The task -
Copy out each line in the records below that contains the word "background". Capital and small letters count.

Records provided -
--- START ---

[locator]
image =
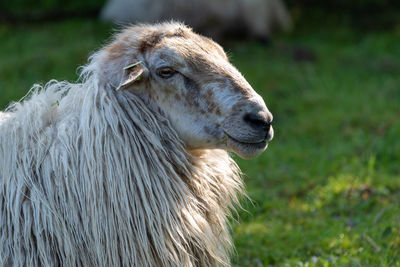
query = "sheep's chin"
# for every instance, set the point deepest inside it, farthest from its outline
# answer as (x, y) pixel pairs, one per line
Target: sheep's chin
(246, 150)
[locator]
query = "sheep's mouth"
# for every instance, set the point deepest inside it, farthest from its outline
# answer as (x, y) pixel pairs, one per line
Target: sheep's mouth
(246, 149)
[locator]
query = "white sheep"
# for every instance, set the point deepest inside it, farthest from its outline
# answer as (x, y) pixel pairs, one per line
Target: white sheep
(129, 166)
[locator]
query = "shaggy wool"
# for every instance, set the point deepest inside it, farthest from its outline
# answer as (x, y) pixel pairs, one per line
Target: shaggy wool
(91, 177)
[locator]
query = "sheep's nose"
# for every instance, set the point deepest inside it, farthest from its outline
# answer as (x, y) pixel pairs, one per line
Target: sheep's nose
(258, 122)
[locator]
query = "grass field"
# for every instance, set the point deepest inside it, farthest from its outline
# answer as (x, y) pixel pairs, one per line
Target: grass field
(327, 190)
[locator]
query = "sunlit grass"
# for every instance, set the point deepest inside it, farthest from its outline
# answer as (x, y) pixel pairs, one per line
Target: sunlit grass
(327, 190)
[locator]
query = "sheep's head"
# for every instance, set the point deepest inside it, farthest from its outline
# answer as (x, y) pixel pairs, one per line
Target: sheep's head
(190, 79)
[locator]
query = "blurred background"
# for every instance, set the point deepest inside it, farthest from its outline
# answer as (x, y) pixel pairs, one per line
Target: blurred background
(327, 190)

--- END ---

Written answer -
query = "blurred background"
Target: blurred background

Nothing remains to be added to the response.